> _Written exercise_: Reproduce the entries below line for line, leaving out the images.

> _Stored records_:
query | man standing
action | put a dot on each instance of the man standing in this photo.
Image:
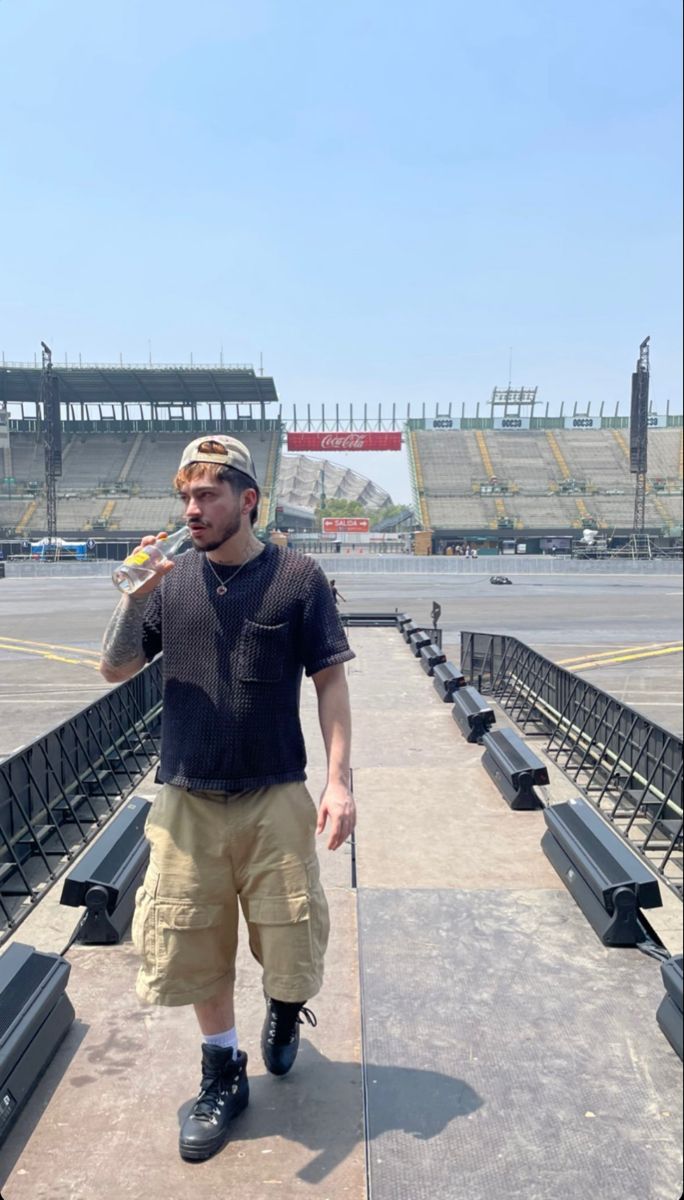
(234, 823)
(336, 594)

> _Complete output_:
query | man standing
action | put a dot on each instance of the man standing in this photo.
Image:
(234, 823)
(336, 594)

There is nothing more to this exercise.